• **Tasks for this exercise**
1. Answer these questions from the passage on the cheval de frise:
(a) What does the French term cheval de frise mean?
(b) Against whom were the Dutch at war when they took up these defensive devices?
(c) At the Siege of Badajoz (1812), what was a cheval de frise used to fill?
2. Write what comes next in the passage on the cheval de frise, picking up after its final sentence.

• **Exercise passage**
◇ ◇ ◇

In French, cheval de frise means 'Frisian horse'. The Frisians fought predominantly using infantry against feudal armies with mounted knights. Therefore, they relied heavily on anti-cavalry obstacles. More generally, the Dutch also adopted the use of these defensive devices when at war with Spain. The term cheval de frise came to be used for any obstacle with spikes designed to injure someone or something passing over it, such as broken glass embedded in mortar at the top of a wall.

The cheval de frise was adopted in New York and Pennsylvania during the American Revolutionary War as a defensive measure installed on rivers to prevent upriver movement by enemy ships. During the Peninsular War, at the Siege of Badajoz (1812), a cheval de frise was used to fill a breach in the town wall, allowing the French to inflict heavy casualties on the British storm troops.

◇ ◇ ◇

• **Records supplied**

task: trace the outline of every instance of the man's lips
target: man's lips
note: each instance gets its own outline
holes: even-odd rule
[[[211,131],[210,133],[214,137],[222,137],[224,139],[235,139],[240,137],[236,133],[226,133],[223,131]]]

◇ ◇ ◇

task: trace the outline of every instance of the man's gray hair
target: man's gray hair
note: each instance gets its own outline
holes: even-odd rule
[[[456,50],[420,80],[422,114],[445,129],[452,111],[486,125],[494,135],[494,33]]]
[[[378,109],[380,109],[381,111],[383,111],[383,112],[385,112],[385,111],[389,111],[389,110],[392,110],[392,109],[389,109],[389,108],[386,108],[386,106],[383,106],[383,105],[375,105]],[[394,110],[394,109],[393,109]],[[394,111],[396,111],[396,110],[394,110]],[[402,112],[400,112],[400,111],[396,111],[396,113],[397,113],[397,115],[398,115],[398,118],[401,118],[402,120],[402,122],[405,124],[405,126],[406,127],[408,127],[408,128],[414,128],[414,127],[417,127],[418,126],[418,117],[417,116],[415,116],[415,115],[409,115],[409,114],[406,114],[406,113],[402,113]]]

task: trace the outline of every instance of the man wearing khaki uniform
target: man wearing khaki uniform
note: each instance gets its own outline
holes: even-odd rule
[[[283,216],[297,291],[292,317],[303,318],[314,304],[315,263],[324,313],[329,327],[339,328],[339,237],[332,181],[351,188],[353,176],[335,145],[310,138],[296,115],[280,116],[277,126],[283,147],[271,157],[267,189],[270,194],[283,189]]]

◇ ◇ ◇

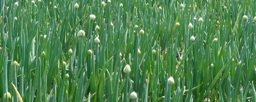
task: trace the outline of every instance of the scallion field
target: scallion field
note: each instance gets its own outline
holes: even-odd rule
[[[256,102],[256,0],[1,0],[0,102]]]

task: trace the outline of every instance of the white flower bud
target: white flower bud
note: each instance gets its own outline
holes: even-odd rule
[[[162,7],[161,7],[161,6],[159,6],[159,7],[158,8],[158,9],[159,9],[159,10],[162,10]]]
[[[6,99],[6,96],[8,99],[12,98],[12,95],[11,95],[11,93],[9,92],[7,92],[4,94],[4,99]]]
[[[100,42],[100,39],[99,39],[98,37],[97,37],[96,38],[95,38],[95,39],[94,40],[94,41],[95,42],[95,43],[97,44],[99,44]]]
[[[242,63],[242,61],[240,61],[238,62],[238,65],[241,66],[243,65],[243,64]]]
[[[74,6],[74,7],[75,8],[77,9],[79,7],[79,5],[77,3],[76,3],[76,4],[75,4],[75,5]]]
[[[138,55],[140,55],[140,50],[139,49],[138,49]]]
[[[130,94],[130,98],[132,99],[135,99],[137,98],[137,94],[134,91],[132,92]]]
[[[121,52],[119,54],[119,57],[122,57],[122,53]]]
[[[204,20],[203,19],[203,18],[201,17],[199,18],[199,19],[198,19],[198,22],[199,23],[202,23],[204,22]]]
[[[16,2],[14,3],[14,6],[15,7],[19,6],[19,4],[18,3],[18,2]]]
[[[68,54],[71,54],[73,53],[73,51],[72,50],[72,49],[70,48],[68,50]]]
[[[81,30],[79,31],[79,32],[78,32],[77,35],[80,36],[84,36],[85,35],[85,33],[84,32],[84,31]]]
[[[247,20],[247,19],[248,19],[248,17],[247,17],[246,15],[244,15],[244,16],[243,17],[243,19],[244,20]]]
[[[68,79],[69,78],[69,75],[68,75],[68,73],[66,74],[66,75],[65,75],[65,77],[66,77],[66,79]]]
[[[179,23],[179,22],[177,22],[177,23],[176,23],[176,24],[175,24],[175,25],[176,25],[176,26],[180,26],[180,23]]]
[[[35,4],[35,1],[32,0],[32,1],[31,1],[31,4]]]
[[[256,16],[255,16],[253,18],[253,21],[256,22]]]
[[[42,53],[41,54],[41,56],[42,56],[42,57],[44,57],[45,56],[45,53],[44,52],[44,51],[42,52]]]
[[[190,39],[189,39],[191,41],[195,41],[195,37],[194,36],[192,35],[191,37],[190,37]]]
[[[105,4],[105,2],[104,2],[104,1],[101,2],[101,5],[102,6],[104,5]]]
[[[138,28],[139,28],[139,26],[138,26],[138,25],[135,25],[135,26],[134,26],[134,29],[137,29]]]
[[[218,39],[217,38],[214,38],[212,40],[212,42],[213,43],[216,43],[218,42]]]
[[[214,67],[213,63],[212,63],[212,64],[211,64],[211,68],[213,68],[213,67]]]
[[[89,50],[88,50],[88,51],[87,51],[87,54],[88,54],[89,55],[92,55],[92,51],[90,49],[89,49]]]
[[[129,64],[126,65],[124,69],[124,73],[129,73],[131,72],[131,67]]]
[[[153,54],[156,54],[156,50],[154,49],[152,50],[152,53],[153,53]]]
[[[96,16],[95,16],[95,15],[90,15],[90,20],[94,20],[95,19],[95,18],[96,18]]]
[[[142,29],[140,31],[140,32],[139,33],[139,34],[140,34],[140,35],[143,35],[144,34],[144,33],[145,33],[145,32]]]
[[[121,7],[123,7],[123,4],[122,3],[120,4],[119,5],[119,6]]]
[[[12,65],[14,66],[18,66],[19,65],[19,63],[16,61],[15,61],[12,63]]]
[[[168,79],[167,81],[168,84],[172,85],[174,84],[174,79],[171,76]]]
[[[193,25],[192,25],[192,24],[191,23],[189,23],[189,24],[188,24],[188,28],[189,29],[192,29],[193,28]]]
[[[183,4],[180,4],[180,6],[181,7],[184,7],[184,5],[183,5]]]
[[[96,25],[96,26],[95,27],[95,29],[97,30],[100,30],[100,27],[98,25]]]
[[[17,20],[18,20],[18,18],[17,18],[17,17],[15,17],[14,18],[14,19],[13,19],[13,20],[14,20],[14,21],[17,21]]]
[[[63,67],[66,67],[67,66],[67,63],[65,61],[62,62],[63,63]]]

◇ ◇ ◇

• **Responses in order**
1.
(a) It means 'Frisian horse'.
(b) The Dutch were at war with Spain.
(c) It was used to fill a breach in the town wall.

2.
==American Revolutionary War==

During the American Revolutionary War both Thaddeus Kosciuszko and Robert Erskine designed an anti-ship version of the cheval-de-frise to prevent British warships from proceeding up the Delaware River and Hudson River, respectively. A cheval de frise of Erskine's design was placed between Fort Washington at northern Manhattan and Fort Lee in New Jersey in 1776. The following year construction began on one to the north of West Point at Pollepel Island, but it was overshadowed by the completion of the Great Chain across the Hudson in 1778, which was used through 1782.

| Hessian map showing the placement of chevaux de frise in the Delaware River in 1777 | Outline showing the structure of a Cheval de frise for river use: Illustration A: Side view; Illustration B: Top view |

Similar devices planned by Ben Franklin and designed by Robert Smith were used in the Delaware River near Philadelphia, between Fort Mifflin and Fort Mercer. Two other lines of chevaux-de-frise were also placed across the Delaware River at Marcus Hook, Pennsylvania and Fort Billingsport, New Jersey as a first line of defense for Philadelphia against the British naval forces.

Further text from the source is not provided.